Responsibility can be defined as “Owning up to the effects of your actions”.
One of the biggest War Handwavium tactics is to be irresponsible, to downplay the effects of your actions. Rather than acknowledge that bombing and invading a country, irresponsible psychopaths try to spin their actions with “They’ll welcome us as liberators”.
It’s been interesting to see this same level of irresponsibility play out with Tasers.
Tasers are a weapon that are issued to police that are supposed to be used only when deadly force is justified but the police officer doesn’t want to have to shoot the person with a gun.
Instead, tasers are being used by police when a person refuses to comply with police orders. And repeatedly, news articles are reporting people dying from being tasered.
Intended use: non-deadly force in a situation that justifies deadly force.
Actual use: Sometimes deadly force in a situation that doesn’t justify deadly force, but rather the officer wants compliance.
That’s the basic level of irresponsibility right there. Tasers were issued to police as a resplacement for deadly force, so they wouldn’t have to shoot someone. But the reality is that a lot of cops are using tasers in situations that would never justify using a gun, in non-life-threatening situations, and the use of the taser itself is sometimes deadly.

* WRITTEN INSTRUCTION 1: Lay out the rows from the line containing "Could you please locate the black background" through the line containing "117 585 313 600" as a Markdown table with the columns No. and Line. Give each line its own row number, skip blank lines, and omit the pictures.

* RECORDS PROVIDED:
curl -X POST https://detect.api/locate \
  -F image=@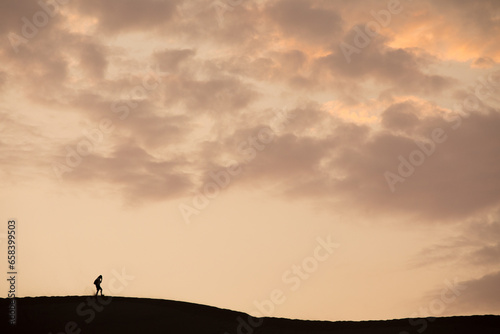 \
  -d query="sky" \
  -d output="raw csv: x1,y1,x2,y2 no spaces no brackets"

0,0,500,320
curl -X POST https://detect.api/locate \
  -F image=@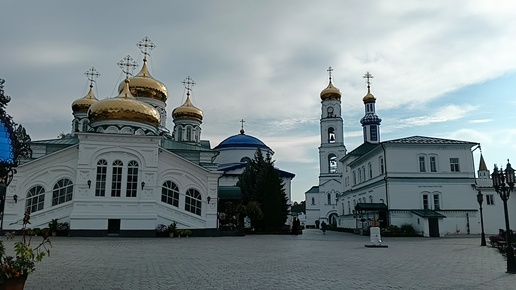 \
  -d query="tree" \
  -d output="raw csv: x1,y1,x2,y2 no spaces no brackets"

237,149,288,230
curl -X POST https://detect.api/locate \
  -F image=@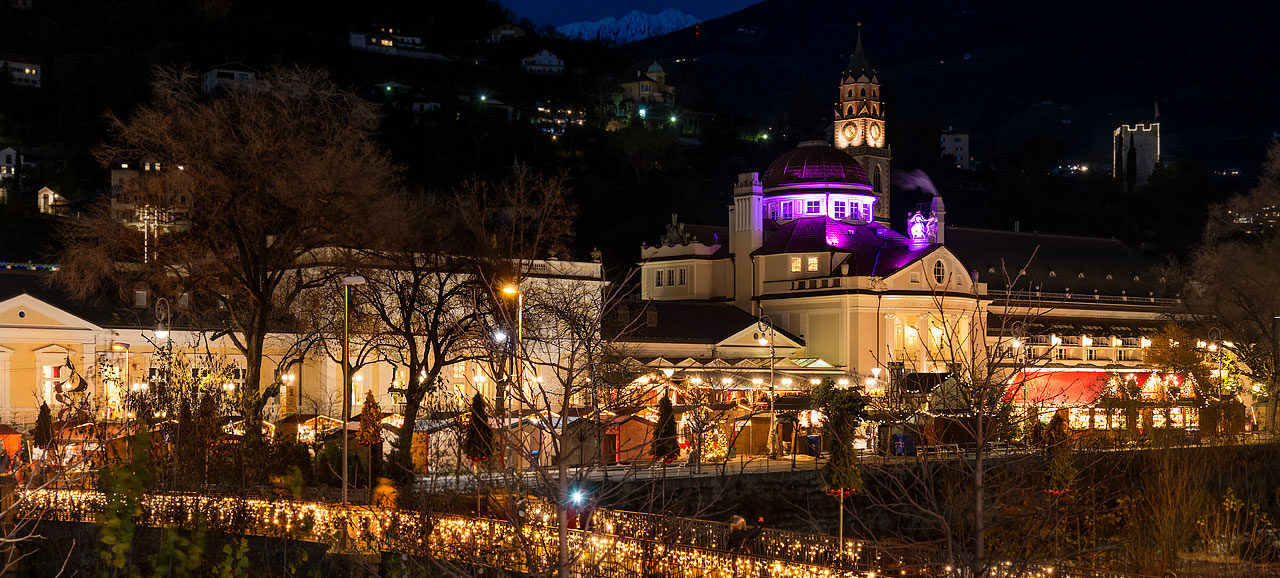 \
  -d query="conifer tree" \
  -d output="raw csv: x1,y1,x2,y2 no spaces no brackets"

653,395,680,462
462,391,493,462
33,403,54,448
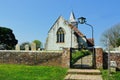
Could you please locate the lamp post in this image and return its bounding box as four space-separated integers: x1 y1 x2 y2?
78 17 95 67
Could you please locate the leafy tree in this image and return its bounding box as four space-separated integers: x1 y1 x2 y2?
20 42 31 50
33 40 42 49
0 27 18 50
101 24 120 48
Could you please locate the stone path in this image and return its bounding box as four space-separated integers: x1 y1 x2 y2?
65 69 103 80
73 55 92 69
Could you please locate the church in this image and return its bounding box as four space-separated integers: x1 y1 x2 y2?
45 12 94 50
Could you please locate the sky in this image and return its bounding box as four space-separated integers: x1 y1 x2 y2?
0 0 120 46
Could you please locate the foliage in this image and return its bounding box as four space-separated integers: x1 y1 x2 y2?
0 64 67 80
71 50 91 64
101 24 120 48
101 70 120 80
33 40 42 50
0 27 18 50
20 42 31 50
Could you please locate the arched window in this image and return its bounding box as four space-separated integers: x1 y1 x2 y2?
57 28 65 43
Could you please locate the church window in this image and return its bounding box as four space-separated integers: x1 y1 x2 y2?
57 28 65 43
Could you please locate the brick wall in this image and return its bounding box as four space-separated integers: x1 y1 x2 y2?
0 49 69 67
110 52 120 69
103 51 120 69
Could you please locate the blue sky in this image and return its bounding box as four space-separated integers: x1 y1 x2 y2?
0 0 120 46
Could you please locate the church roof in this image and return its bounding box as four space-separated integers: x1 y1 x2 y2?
69 12 76 22
69 24 94 46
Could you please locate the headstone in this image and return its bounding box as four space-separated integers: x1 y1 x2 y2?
31 42 36 51
38 48 40 51
15 44 20 50
110 61 117 73
25 44 29 51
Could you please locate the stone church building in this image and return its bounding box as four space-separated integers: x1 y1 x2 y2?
45 12 93 50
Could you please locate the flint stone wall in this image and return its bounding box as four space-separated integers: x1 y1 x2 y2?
103 51 120 69
0 49 70 67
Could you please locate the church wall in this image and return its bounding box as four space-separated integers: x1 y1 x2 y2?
46 17 78 50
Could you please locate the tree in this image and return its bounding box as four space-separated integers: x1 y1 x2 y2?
101 24 120 48
20 42 31 50
0 27 18 50
33 40 42 49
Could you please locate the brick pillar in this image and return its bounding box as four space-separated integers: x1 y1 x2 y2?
95 48 103 69
62 48 70 68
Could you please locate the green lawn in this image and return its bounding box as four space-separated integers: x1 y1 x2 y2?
0 64 67 80
101 70 120 80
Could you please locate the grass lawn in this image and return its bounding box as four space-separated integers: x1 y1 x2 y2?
101 70 120 80
0 64 67 80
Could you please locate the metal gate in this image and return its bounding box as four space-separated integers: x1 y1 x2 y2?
70 48 95 69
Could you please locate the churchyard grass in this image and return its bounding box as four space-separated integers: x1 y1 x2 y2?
71 50 91 64
101 70 120 80
0 64 67 80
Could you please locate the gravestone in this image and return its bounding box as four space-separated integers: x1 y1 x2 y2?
110 61 117 73
25 44 29 51
31 42 36 51
38 48 40 51
15 44 20 50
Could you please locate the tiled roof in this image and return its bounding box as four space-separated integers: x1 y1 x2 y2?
69 24 94 46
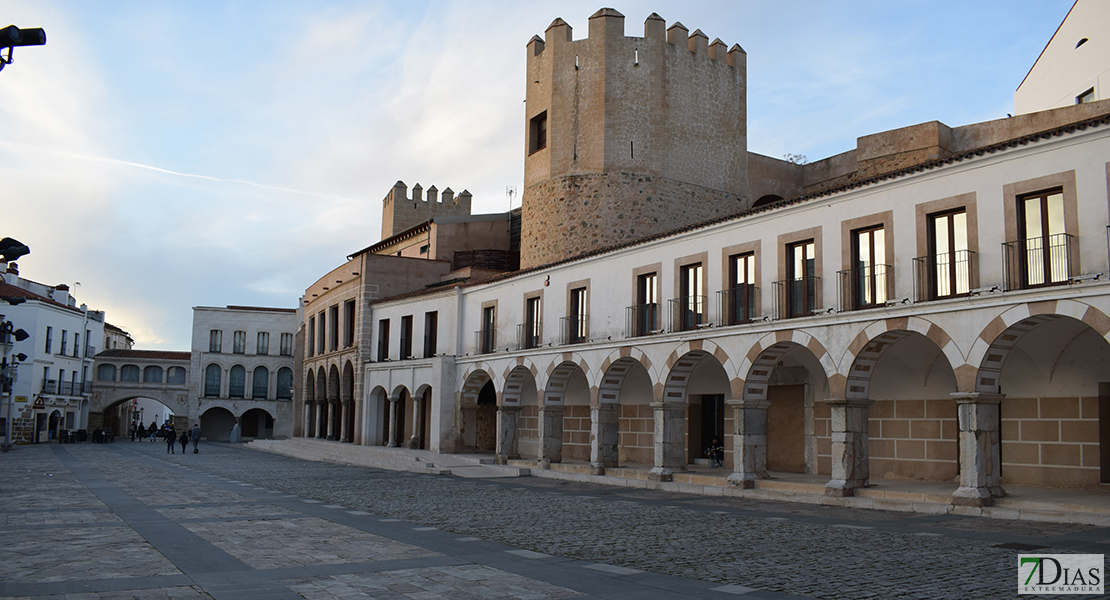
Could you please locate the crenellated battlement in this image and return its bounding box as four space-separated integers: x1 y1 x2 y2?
521 8 750 267
528 8 747 69
382 180 473 240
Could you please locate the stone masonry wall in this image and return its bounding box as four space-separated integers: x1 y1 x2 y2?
521 173 746 268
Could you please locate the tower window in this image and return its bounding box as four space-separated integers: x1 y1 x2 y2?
528 111 547 154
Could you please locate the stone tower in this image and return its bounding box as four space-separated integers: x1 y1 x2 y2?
521 9 750 268
382 181 473 240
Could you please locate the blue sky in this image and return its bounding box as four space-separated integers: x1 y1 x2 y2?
0 0 1072 349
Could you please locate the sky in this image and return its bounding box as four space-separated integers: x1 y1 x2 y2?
0 0 1072 350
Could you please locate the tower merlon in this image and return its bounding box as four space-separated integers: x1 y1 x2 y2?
544 18 572 43
689 29 709 54
589 8 624 40
667 21 690 45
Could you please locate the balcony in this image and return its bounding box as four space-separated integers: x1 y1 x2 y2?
717 284 759 325
1002 233 1079 292
516 321 544 350
474 327 496 354
558 315 589 346
914 250 979 302
625 304 663 337
836 265 895 312
771 276 821 319
667 296 708 332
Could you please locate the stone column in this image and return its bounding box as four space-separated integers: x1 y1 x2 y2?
386 398 400 448
952 391 1006 506
727 399 770 489
825 398 875 497
539 404 563 469
589 403 620 475
405 396 424 449
494 406 521 465
647 401 686 481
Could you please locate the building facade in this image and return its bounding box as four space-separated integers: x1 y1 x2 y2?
293 10 1110 506
0 263 104 444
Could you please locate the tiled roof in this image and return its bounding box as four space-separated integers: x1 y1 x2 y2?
97 348 193 360
372 108 1110 304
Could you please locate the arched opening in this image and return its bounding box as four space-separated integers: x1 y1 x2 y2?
239 408 274 439
977 314 1110 488
592 358 655 467
847 329 959 481
665 350 733 467
201 406 235 441
744 342 833 475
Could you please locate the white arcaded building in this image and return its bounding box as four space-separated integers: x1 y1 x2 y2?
297 9 1110 506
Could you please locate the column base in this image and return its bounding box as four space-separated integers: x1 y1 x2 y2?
726 472 766 489
825 479 867 498
952 486 1006 507
647 467 686 481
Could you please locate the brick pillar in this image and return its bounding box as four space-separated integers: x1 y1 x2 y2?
386 398 400 448
494 406 521 465
825 398 874 497
539 396 563 469
335 400 351 441
405 396 424 449
589 404 620 475
647 401 686 481
952 391 1006 506
727 399 770 489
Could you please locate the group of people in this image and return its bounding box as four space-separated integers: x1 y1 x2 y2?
165 425 201 455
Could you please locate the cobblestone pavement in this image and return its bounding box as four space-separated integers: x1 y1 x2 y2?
0 441 1110 600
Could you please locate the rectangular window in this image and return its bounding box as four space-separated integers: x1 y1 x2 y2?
1018 190 1070 287
528 111 547 154
401 315 413 360
327 304 340 352
725 252 756 325
305 317 316 356
848 225 890 309
521 296 543 349
566 287 588 344
377 318 390 362
634 273 659 335
343 301 354 348
478 306 497 354
424 311 440 358
674 263 706 332
928 209 971 298
786 240 817 317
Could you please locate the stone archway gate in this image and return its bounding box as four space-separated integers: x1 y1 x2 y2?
89 349 192 429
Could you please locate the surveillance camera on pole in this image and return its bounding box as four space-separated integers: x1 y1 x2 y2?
0 26 47 71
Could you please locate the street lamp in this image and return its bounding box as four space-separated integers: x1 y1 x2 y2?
0 26 47 72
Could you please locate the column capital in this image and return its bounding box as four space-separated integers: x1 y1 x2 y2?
817 398 875 408
949 391 1006 404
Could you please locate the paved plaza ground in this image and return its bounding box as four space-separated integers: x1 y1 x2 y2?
0 440 1110 600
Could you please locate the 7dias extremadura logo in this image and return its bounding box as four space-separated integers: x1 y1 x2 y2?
1018 555 1104 593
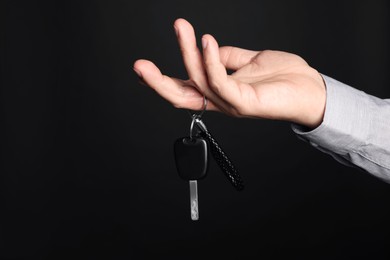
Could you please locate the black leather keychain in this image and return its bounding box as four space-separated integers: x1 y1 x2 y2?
174 97 244 220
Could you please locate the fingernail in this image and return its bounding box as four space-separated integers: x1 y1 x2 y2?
133 68 142 79
202 37 208 50
173 26 179 37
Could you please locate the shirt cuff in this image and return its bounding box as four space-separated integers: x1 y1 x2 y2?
292 75 370 155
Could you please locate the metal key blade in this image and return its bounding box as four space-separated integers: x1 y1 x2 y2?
190 181 199 220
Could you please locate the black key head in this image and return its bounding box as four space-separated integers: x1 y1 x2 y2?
174 137 209 181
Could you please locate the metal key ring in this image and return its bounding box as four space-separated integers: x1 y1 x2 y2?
190 96 208 139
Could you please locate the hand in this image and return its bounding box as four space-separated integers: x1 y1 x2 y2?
134 19 326 128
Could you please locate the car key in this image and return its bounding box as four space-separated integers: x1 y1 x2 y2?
174 134 209 220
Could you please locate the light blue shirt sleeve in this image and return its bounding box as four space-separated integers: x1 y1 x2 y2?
292 75 390 183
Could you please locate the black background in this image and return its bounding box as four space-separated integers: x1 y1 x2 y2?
0 0 390 259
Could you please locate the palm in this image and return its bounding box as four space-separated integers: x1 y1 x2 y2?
134 19 325 126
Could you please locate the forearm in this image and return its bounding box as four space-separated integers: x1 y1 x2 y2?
292 75 390 183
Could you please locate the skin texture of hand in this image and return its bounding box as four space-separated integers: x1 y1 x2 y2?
134 19 326 128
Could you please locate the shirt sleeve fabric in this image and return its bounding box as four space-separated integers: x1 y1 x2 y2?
292 75 390 183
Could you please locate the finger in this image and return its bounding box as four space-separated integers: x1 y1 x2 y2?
202 35 241 109
219 46 259 70
133 60 219 111
174 18 207 88
174 18 232 111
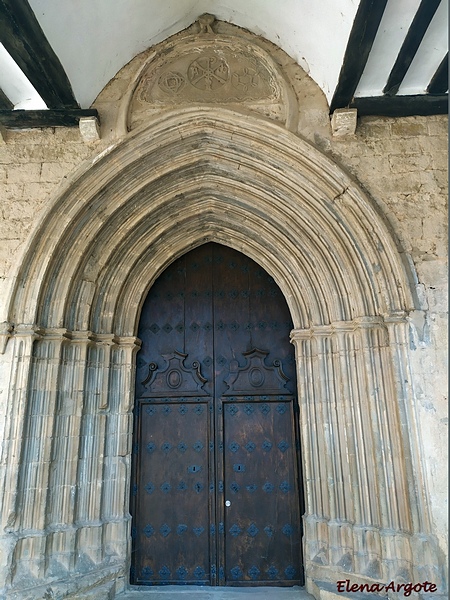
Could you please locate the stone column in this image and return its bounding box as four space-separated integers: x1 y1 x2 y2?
0 329 138 597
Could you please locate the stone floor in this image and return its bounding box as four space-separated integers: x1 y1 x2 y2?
117 585 313 600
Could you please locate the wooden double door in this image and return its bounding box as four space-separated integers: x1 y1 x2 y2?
131 243 303 585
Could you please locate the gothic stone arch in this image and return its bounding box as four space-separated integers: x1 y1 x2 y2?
0 107 439 598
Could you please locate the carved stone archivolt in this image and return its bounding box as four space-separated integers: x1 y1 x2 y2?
129 15 296 127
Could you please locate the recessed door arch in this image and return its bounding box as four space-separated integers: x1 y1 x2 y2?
131 243 303 585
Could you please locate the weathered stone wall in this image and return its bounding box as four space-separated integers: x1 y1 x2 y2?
0 17 447 596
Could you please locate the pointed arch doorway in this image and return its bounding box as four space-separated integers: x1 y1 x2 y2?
131 243 303 586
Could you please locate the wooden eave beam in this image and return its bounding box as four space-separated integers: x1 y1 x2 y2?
350 94 448 117
0 0 79 109
383 0 441 96
330 0 387 112
0 108 98 129
427 52 448 94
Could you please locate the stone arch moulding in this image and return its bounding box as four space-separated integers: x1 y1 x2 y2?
0 107 442 598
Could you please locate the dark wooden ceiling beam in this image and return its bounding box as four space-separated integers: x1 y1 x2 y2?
330 0 387 112
0 0 78 108
427 52 448 94
0 108 98 129
0 88 14 110
350 94 448 117
383 0 441 96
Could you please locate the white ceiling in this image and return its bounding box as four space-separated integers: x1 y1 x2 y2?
0 0 448 109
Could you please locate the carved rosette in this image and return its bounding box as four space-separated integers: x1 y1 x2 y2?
224 348 289 396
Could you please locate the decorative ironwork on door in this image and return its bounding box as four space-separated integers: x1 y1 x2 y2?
131 244 303 585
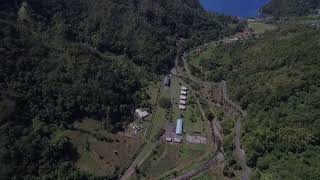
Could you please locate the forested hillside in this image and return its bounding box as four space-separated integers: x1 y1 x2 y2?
0 0 237 179
261 0 320 17
188 26 320 179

* WRITTEN INSTRUCTION 2: Summarize the passage on Tasers in two sentences.

* FULL RESPONSE 1:
| No. | Line |
|---|---|
| 1 | Could you please locate the black background in this image and return its bounding box as four space-separated integers: x1 y1 x2 y2? |
| 2 | 0 0 390 259 |
| 3 | Could you please locate the palm in this image and return its bounding box as four space-separated integers: x1 y1 x2 y2? |
| 4 | 134 19 325 126 |
| 5 | Could you please locate the forearm in this image and return its bounding box as four space-separated integers: x1 y1 x2 y2? |
| 6 | 292 75 390 183 |
| 7 | Could you please locate the skin texture of hand in this image and return its bounding box as four space-separated integers: x1 y1 x2 y2? |
| 8 | 134 19 326 128 |
| 9 | Could you please locate the shirt sleeve fabric in this image and return its bounding box as four space-separated integers: x1 y1 x2 y2? |
| 10 | 292 75 390 183 |
| 11 | Could you please locate the finger in this image and return its bounding box as four space-separated integers: x1 y1 x2 y2? |
| 12 | 202 35 241 109 |
| 13 | 219 46 259 70 |
| 14 | 133 60 219 111 |
| 15 | 174 18 207 88 |
| 16 | 174 18 232 111 |
| 17 | Could you please locate the stone column in this image and return its bounding box as four space-separated integers: x1 y1 x2 y2? |
| 18 | 0 329 138 597 |
| 19 | Could you please locate the stone floor in this image and return its bounding box as four space-separated integers: x1 y1 x2 y2? |
| 20 | 117 585 313 600 |

* FULL RESPONSE 2: The passage defines responsibility as owning up to the effects of one's actions and offers police use of Tasers as an example of irresponsibility. Tasers were issued to police as a replacement for deadly force, yet many officers use them to gain compliance in non-life-threatening situations, and the Taser itself is sometimes deadly.